▶ Problem requirements: Every line of the data should be output word for word.

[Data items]
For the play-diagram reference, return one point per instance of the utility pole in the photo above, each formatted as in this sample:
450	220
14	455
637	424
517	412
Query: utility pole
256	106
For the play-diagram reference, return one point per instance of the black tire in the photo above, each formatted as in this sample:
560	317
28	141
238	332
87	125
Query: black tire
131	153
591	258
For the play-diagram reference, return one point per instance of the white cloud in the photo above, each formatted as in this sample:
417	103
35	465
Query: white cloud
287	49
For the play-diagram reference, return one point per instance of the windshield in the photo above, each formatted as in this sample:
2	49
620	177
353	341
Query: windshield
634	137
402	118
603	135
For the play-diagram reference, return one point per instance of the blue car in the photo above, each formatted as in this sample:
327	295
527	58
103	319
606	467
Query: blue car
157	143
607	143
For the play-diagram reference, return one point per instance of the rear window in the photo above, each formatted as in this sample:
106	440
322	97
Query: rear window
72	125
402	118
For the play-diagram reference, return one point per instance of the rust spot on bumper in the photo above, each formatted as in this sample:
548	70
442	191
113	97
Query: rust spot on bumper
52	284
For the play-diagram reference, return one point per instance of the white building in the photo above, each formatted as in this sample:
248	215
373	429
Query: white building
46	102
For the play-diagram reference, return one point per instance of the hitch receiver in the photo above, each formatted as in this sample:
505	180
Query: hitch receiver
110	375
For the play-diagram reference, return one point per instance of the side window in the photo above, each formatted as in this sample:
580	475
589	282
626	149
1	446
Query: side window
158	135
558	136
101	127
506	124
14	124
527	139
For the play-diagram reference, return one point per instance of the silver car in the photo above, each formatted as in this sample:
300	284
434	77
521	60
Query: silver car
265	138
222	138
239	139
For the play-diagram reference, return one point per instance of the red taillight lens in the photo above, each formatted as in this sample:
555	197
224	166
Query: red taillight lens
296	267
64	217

▶ Answer section:
For the play-diagram reference, return one point per instance of the utility pole in the photo above, each formatted as in this sample:
450	220
14	455
637	424
517	412
Query: utility pole
256	106
For the play-diagram reference, return one point per instance of the black tire in the photo above, each formatted as in this sample:
560	317
28	141
238	332
87	125
Query: black tire
131	153
591	258
For the play-diagram reference, return one point per instance of the white cloud in the photo above, each formatted as in this sample:
417	103
35	465
Query: white cloud
287	49
For the play-diagram reference, return one point per instance of the windshield in the photo above, each formatted as in this sample:
2	49
620	177
353	341
Query: windshield
634	137
402	118
603	135
For the play-diagram reference, return one point per instance of the blue car in the photo above, each formatted as in this sample:
327	295
527	58
103	319
606	467
Query: blue car
157	143
607	143
For the play-diagram reference, return one point per instance of the rear window in the photo above, each formatted as in this sample:
106	440
322	97
Query: rear window
72	125
402	118
For the play-diagram reference, return one point per instance of the rust spot on bumper in the photo above, each formatted as in this sample:
548	70
442	191
113	97
Query: rust spot on bumper
52	284
For the play-diagram reference, return one point per instance of the white building in the photo above, each formatted as in this sample:
248	215
373	429
Query: white building
46	102
For the play-diagram reference, return one point per instance of the hitch receiver in the photo above, each formatted as in this sample:
505	180
Query: hitch receiver
110	375
For the play-diagram reference, return one point per instance of the side window in the photo above, each formatted as in this sample:
580	475
589	282
626	149
1	446
Query: side window
158	135
558	136
101	127
506	124
14	124
527	139
For the play-diagram reference, return one point per instance of the silver car in the photo above, each formatted as in this sample:
300	284
434	77
521	60
Query: silver car
265	138
222	138
239	139
For the play-diagram reference, return one point per instance of the red taillight lens in the photo above, each formatted as in this sample:
555	197
224	166
Query: red taillight lens
296	267
64	217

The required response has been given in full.